── LISTED ENTRIES ──

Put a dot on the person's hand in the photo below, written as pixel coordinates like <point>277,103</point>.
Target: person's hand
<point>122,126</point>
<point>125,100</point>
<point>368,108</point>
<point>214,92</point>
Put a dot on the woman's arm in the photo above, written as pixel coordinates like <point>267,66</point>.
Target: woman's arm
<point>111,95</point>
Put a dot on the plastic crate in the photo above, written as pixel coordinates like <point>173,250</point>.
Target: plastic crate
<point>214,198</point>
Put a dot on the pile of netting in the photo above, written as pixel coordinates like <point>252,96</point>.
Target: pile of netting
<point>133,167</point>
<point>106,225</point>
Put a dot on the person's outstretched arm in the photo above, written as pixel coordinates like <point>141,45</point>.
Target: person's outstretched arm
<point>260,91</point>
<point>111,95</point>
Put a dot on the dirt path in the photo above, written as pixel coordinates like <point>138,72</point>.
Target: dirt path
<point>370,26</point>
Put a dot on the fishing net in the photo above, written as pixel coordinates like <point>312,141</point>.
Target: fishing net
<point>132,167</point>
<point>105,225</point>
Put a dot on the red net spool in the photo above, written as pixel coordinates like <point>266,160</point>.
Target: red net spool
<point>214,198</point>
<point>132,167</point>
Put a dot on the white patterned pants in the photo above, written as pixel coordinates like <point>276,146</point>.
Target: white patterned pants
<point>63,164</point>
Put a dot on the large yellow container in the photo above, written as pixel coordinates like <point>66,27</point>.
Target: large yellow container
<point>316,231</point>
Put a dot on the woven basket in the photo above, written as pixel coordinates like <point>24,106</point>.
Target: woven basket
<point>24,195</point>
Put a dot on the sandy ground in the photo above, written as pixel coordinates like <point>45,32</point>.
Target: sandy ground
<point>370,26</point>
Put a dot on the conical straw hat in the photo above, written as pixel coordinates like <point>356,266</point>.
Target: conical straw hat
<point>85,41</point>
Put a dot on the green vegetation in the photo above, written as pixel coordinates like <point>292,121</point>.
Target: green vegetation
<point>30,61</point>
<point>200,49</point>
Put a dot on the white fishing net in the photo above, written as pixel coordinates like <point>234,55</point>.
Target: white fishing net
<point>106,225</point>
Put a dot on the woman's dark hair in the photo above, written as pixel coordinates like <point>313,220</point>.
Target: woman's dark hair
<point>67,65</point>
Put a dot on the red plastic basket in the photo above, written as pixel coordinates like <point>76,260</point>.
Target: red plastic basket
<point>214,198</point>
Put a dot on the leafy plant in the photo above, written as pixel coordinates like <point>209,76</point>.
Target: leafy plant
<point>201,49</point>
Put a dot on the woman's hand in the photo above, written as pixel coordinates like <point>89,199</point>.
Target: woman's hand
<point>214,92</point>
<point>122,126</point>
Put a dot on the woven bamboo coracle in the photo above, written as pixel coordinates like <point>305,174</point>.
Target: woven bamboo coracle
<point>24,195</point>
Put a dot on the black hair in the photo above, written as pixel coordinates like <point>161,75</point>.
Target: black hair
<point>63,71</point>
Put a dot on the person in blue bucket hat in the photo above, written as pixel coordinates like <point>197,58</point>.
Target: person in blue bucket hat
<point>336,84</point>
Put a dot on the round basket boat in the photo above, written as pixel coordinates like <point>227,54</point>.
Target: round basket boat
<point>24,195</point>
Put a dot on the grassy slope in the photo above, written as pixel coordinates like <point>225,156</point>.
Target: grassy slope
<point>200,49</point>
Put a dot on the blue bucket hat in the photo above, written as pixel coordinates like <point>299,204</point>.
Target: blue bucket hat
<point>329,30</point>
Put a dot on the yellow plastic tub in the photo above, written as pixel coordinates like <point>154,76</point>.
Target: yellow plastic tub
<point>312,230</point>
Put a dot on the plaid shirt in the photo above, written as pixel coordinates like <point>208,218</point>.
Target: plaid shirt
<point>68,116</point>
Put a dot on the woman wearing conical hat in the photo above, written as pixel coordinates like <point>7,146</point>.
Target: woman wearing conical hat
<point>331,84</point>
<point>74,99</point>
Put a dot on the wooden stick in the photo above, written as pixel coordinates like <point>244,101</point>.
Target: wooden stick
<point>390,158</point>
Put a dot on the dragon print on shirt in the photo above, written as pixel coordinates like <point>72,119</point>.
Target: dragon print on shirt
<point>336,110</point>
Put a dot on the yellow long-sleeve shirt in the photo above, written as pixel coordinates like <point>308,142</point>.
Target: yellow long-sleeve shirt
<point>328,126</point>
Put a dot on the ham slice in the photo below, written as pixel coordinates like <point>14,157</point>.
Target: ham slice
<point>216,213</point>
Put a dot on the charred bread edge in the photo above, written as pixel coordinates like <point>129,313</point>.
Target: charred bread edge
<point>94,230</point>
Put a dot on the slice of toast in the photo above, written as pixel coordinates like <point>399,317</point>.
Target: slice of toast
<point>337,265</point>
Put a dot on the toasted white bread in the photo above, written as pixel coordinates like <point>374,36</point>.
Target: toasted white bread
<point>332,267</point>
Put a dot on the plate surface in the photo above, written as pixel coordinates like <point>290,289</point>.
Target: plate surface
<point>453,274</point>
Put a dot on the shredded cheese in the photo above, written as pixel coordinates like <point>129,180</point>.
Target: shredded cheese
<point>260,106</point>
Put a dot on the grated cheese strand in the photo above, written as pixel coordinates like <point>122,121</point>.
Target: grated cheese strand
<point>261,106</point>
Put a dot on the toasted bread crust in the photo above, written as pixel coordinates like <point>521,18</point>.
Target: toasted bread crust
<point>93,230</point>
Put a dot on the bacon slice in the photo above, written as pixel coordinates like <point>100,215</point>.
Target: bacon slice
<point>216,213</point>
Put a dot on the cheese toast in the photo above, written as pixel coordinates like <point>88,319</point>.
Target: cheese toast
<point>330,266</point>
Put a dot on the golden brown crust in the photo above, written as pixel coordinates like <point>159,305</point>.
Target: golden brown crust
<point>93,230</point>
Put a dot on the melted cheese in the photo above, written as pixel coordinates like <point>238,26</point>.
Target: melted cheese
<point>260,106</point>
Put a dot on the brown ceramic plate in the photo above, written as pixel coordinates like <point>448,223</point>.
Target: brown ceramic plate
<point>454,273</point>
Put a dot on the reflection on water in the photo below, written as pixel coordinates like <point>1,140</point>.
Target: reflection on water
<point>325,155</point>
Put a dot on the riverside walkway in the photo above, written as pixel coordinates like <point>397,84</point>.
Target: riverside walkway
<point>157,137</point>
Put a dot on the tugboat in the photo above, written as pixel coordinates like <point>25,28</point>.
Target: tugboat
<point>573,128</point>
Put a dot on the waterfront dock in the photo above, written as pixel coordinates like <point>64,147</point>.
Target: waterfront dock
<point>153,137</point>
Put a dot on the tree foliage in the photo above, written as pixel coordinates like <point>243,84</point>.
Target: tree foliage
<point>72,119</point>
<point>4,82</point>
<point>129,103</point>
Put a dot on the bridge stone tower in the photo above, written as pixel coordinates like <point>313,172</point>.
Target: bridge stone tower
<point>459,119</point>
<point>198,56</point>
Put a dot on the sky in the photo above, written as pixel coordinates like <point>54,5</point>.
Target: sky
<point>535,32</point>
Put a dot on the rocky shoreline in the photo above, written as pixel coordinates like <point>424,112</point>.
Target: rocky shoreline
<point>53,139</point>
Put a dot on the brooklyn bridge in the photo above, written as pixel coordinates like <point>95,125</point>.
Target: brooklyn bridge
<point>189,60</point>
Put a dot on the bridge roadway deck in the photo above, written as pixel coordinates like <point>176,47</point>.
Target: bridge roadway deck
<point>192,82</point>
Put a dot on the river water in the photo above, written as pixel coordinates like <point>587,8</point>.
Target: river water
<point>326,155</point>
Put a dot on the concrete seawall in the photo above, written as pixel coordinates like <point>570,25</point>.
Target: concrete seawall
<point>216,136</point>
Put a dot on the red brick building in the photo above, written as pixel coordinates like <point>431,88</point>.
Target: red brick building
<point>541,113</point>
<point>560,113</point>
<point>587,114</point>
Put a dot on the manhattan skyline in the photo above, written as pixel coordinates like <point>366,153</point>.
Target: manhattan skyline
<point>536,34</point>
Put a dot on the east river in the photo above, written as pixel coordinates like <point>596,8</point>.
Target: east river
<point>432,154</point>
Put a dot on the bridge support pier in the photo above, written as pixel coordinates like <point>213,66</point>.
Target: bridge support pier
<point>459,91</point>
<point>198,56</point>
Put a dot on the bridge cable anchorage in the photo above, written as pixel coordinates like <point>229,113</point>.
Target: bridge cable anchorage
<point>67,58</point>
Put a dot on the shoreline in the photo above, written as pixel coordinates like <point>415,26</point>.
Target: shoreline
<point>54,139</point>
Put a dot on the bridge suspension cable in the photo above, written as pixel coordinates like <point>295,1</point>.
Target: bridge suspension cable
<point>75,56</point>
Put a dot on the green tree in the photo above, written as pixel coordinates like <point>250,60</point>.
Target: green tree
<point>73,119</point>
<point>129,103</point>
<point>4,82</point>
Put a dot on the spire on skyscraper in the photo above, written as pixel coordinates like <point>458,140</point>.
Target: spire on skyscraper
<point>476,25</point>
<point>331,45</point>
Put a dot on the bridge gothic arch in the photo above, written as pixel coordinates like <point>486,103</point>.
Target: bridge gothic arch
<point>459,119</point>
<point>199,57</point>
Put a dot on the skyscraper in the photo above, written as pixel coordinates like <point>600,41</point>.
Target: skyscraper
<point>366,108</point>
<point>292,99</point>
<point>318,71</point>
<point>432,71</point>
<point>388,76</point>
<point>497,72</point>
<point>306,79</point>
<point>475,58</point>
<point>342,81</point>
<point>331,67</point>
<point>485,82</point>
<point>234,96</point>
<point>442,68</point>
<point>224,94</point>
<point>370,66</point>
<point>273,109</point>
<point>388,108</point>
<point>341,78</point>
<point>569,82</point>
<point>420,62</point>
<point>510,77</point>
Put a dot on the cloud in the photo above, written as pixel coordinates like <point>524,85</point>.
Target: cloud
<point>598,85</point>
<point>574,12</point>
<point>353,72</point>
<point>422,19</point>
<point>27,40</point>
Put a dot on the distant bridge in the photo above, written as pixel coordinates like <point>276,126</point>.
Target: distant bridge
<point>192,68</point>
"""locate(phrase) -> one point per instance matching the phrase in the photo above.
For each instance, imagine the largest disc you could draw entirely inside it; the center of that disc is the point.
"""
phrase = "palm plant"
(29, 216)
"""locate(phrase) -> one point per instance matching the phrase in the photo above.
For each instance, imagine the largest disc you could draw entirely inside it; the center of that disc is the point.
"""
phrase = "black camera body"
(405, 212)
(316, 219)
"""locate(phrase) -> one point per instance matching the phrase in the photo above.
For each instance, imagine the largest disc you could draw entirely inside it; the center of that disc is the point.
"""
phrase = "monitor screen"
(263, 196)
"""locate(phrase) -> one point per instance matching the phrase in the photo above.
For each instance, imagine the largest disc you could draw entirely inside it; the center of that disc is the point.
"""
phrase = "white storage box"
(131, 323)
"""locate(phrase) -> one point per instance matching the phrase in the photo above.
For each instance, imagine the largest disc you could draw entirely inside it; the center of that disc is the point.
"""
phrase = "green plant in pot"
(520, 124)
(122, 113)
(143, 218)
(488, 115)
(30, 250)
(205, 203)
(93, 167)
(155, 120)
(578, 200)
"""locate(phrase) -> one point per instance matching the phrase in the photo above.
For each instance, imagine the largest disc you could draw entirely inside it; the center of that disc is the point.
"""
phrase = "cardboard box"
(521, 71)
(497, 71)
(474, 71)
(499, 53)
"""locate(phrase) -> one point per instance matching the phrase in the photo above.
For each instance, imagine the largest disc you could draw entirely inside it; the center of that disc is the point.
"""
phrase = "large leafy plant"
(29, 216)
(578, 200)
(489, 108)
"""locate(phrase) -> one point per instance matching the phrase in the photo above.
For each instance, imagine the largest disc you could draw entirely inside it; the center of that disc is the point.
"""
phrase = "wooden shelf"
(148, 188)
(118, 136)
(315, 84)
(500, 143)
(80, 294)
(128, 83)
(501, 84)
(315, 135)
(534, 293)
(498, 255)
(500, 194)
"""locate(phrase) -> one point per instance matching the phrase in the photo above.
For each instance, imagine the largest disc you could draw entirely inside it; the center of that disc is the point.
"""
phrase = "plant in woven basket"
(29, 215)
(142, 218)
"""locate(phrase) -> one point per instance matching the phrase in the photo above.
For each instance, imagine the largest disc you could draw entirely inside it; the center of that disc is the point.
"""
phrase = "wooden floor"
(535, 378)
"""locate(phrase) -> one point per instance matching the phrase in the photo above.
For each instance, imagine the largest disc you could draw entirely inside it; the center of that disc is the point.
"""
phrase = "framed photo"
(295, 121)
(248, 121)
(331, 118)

───

» **EXERCISE REQUIREMENTS**
What you output must match the lines from the beginning of the material through the line with "Put a dot on the woven basket" exactly, both ends included.

» **SOLUTION TO THIS TASK**
Put a dot on the person's hand in the photo below, written as pixel coordinates like <point>277,103</point>.
Target: person's hand
<point>122,126</point>
<point>125,100</point>
<point>368,108</point>
<point>214,92</point>
Put a dot on the woman's arm in the photo above, written as pixel coordinates like <point>267,66</point>.
Target: woman's arm
<point>111,95</point>
Put a dot on the plastic crate in the photo above, written as pixel coordinates like <point>173,250</point>.
Target: plastic crate
<point>214,198</point>
Put a dot on the pile of netting in the photo above, written as pixel coordinates like <point>252,96</point>.
Target: pile of netting
<point>133,167</point>
<point>106,225</point>
Put a dot on the person's outstretched arm in the photo above, written as pixel coordinates like <point>141,45</point>.
Target: person's outstretched arm
<point>260,91</point>
<point>111,95</point>
Put a dot on the dirt path in the photo above, written as pixel coordinates like <point>138,72</point>.
Target: dirt path
<point>370,26</point>
Put a dot on the fishing net in the photo above, written as pixel coordinates like <point>312,141</point>.
Target: fishing net
<point>132,167</point>
<point>105,225</point>
Put a dot on the red net spool in the photo above, written as pixel coordinates like <point>266,160</point>.
Target: red net spool
<point>214,198</point>
<point>132,167</point>
Put a dot on the white patterned pants in the photo above, written as pixel coordinates like <point>276,146</point>.
Target: white patterned pants
<point>63,164</point>
Put a dot on the large yellow container in the photo above, written as pixel coordinates like <point>66,27</point>.
Target: large yellow container
<point>316,231</point>
Put a dot on the woven basket in the photo above, written as pixel coordinates like <point>24,106</point>.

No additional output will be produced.